Posted in Fiction Writing, Misc Topic

Flashback Scenes

Admittedly, I am not a fan of the flashback scene, generally, because these tend to be written poorly and (mostly because I am in a snarky mood), end up being a huge information dump of weighed down cumbersome luggage. They wallow in or lean toward boring, and usually, the information contained in a flashback scene can be spooned into the prose where necessary.

Sometimes flashbacks are done well. And since we are talking about writing in scenes, and I want you to write your flashback scene well, in spite of my snarky temperament, it’s time to highlight the flashback.

What is a flashback scene?

A flashback scene is a scene that shows your character’s backstory to the reader. Backstory is your character’s history prior to the beginning of your novel and it is backstory that runs the risk of sucking your reader out of the present moment in your book.

A flashback scene should still contain all of the necessary elements of a good scene: setting, characters, movement, conflict, and tension etc.

A good flashback scene should be used infrequently, should be short, and be as quickly paced as possible. Most importantly, the flashback scene needs to be there for a reason. If it is just there to tell your reader about your character’s past, think about other ways to portray this information to your reader.
——
| WHAT YOU WILL DO |
**A.** According to the passage on flashback scenes, which elements of a good scene should a flashback scene still contain?
**B.** Please continue the passage on flashback scenes, picking up after its final sentence.

| EXCERPTED DATA |
——
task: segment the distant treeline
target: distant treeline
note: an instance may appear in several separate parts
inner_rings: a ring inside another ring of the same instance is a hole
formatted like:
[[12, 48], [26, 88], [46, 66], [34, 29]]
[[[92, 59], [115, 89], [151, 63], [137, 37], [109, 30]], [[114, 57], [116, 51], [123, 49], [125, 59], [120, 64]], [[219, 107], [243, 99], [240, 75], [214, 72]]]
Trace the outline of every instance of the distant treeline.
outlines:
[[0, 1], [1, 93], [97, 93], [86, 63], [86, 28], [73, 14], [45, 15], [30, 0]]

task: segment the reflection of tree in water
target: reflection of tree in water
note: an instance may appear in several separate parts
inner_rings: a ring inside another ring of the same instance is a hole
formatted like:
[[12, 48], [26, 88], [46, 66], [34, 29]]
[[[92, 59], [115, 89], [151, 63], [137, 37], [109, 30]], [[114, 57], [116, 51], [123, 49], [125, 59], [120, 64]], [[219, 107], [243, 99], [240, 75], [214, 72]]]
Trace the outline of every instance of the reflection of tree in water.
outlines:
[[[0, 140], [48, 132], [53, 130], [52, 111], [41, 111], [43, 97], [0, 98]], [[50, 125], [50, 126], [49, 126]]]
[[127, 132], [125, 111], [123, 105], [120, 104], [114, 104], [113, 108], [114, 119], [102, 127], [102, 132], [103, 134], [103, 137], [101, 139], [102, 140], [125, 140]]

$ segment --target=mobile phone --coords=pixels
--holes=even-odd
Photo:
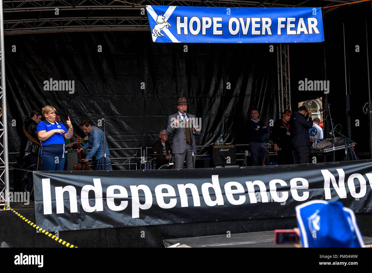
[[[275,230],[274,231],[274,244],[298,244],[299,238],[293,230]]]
——
| ANSWERS |
**A.** Setting, characters, movement, conflict, and tension.

**B.**
Flashback requirements:

  • Create a clear transition so your reader knows that they are reading a flashback.
  • Use past tense
  • Show a specific incident or use memories of specific incidents.
  • Make sure the flashback scene is tied to the current plot point.

At the end of your flashback, provide your reader with a clear transition back to the present plot. If you don’t provide a clear transition, you risk confusing your reader.

Next time: less snark. More scene writing.

Posted in Fiction Writing, Misc Topic

Scene Writing

The Writer’s Bag of Tricks

Scene Writing

It’s been a while. We last discussed writing in scenes in April, which seems a very long time ago. So let’s refresh.

Writing in scenes is the idea that if you plot out your novel in scenes, and you focus on writing the best possible scene, one scene at a time, including all the necessary elements to ensure that your reader is grounded in your story world, learns something about your character(s), discovers something about your plot, and ends the scene still wanting to read your novel you will end up with a successful, well-written book.

And it will take you a lot less time than just writing by the seat of your pants without any kind of outline.

I have harped (It’s true. I do occasionally harp) that there should be some kind of conflict on every or nearly every page. Conflict and movement are what move your story forward. So today, let’s jump back into it with…

Action Scenes

What is an action scene?

An action scene is a scene that depends on some form of movement, physical movement, through the setting of that particular scene. The movement can be large or small, but there must be movement.

How do you make movement happen?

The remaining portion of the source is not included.